Stored records
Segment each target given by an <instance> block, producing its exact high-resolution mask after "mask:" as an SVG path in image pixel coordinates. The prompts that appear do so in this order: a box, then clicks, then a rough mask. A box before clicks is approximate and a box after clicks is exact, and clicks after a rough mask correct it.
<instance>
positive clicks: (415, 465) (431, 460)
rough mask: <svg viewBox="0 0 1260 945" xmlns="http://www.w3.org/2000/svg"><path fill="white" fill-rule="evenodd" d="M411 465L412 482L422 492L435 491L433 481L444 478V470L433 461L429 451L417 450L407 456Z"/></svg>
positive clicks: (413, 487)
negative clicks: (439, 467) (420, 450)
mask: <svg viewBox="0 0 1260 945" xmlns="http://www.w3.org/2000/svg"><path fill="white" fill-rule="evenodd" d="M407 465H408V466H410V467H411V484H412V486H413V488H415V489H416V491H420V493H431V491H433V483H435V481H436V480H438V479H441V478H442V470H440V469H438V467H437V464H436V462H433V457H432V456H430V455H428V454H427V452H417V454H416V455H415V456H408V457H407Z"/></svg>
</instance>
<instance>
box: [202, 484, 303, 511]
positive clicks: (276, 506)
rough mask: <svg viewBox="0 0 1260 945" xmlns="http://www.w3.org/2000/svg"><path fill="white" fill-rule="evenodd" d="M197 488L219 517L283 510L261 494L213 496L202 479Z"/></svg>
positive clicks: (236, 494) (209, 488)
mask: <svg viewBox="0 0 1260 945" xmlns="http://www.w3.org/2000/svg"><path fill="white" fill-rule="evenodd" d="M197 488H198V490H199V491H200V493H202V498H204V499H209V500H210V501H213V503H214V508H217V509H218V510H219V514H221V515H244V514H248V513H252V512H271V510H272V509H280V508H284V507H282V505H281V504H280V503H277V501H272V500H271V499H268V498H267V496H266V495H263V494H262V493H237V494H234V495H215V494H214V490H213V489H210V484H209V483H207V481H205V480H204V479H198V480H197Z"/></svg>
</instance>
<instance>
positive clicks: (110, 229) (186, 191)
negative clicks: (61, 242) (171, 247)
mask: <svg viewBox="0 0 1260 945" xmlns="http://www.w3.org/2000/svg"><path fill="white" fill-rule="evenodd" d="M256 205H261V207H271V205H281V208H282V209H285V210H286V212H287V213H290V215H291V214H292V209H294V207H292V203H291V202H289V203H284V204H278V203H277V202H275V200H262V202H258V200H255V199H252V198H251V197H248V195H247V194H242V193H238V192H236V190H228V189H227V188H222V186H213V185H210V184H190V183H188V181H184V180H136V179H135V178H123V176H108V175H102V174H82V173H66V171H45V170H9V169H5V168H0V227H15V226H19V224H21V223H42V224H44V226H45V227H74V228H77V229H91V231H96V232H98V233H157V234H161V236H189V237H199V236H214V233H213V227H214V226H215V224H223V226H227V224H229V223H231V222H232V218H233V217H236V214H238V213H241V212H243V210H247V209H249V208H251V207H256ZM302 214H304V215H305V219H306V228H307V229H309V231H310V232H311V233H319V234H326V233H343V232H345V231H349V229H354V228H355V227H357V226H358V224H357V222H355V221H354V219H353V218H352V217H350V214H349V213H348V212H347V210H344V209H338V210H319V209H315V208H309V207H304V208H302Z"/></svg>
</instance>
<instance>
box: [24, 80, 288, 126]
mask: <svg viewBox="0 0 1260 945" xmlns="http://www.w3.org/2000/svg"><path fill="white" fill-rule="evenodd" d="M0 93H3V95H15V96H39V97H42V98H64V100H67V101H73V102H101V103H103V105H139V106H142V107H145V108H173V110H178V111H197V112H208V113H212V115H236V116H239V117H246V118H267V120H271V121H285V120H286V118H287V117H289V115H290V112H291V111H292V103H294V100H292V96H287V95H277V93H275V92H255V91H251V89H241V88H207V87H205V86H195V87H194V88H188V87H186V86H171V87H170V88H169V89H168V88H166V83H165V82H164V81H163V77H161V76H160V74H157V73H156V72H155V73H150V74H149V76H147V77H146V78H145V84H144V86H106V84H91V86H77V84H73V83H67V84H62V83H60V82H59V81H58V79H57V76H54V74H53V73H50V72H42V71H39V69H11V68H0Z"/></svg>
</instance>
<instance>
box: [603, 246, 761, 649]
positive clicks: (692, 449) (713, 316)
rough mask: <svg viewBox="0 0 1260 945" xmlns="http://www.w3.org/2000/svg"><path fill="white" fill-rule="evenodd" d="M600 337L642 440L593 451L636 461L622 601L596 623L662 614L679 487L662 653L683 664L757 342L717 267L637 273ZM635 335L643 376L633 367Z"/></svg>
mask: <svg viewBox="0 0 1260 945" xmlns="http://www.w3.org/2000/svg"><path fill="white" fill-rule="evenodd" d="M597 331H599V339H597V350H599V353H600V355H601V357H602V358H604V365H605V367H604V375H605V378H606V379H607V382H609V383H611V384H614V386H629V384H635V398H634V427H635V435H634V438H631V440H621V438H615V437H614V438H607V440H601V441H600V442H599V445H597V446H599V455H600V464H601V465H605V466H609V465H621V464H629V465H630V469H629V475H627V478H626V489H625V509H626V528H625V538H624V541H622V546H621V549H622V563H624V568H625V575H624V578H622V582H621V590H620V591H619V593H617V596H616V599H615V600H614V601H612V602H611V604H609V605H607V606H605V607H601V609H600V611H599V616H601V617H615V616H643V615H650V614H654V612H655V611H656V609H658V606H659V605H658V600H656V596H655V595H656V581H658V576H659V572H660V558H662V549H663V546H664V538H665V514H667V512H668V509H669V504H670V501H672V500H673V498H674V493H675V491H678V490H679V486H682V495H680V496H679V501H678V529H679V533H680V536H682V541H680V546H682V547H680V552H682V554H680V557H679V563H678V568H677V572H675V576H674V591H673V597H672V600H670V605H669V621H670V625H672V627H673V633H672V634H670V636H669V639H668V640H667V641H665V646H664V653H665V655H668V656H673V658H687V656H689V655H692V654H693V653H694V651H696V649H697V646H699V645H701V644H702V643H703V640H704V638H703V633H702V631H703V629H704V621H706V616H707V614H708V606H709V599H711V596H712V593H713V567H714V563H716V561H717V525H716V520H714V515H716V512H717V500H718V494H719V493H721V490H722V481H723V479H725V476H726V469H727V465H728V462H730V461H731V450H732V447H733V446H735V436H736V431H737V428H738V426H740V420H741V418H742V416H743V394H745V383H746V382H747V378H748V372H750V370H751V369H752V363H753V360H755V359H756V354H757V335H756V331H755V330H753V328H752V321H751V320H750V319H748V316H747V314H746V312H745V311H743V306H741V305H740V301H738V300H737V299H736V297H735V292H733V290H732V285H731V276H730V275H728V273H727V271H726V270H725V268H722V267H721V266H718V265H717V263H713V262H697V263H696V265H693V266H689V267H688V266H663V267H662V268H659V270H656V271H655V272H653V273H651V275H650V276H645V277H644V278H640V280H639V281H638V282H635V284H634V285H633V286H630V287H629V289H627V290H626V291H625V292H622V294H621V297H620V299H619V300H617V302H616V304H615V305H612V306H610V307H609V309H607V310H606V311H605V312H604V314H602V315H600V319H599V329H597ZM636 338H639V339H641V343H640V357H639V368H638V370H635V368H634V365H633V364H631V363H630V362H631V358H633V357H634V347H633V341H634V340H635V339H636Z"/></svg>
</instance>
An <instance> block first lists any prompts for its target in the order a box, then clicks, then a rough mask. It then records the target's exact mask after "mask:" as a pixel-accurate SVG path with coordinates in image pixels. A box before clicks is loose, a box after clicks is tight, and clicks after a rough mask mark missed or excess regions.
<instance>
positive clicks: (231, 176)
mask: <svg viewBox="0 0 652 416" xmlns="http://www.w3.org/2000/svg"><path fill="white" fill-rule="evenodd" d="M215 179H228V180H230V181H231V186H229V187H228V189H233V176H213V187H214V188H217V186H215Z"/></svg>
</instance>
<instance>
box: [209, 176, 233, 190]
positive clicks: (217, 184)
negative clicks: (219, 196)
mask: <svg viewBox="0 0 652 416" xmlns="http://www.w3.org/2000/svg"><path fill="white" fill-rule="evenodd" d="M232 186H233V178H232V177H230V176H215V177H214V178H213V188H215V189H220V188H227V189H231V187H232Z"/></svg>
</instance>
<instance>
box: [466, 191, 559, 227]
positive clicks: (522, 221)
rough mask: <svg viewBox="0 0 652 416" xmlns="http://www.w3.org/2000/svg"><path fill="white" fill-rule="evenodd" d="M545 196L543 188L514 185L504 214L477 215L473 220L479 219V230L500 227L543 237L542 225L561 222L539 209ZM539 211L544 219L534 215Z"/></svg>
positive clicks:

### [Your instructions]
Pull out every line of the entries that contains the string "positive" and copy each such line in full.

### [Completed exercise]
positive clicks: (415, 465) (431, 460)
positive clicks: (413, 487)
positive clicks: (276, 506)
positive clicks: (236, 494) (209, 488)
positive clicks: (110, 229) (186, 191)
positive clicks: (692, 449) (713, 316)
positive clicks: (231, 176)
positive clicks: (217, 184)
positive clicks: (522, 221)
positive clicks:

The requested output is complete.